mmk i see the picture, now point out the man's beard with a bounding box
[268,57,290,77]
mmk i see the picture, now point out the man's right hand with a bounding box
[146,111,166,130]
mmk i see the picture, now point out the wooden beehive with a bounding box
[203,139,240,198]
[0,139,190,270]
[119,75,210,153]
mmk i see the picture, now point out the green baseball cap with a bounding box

==

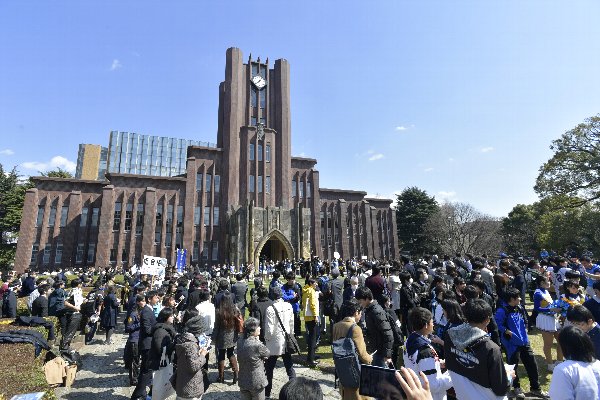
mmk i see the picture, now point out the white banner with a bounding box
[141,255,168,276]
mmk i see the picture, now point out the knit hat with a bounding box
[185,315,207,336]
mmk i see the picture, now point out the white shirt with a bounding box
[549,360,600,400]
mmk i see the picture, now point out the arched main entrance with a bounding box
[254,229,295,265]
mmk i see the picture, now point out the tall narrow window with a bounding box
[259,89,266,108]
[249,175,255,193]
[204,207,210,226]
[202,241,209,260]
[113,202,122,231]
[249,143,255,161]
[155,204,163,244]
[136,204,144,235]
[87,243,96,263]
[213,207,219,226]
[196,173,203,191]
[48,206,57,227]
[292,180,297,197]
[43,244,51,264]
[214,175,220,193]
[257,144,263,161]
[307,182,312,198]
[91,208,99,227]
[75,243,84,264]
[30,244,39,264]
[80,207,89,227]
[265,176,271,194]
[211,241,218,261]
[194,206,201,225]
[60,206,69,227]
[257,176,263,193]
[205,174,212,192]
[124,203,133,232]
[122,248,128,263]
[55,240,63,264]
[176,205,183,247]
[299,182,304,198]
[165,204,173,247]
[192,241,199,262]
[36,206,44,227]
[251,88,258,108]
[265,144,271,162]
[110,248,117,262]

* * *

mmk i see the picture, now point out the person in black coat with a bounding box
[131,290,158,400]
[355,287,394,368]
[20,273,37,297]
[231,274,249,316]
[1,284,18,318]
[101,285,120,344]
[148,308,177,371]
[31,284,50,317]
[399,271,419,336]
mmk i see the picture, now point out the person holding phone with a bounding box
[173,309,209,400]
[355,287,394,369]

**Task statement:** Once the line with "mmk i see the picture, now point out the man's beard" is found in the records above, print exactly that line and every line after it through the line with "mmk i see the picture, now point out the green".

**Result for this exercise:**
mmk i see the picture, now point out the man's beard with a bounding box
[268,57,290,77]
mmk i see the picture, now point out the man's right hand with a bounding box
[146,111,166,130]
mmk i see the picture, now point out the wooden beehive with a bounding box
[203,139,240,198]
[0,139,190,270]
[119,75,210,153]
mmk i see the picture, now point out the green baseball cap with a bounding box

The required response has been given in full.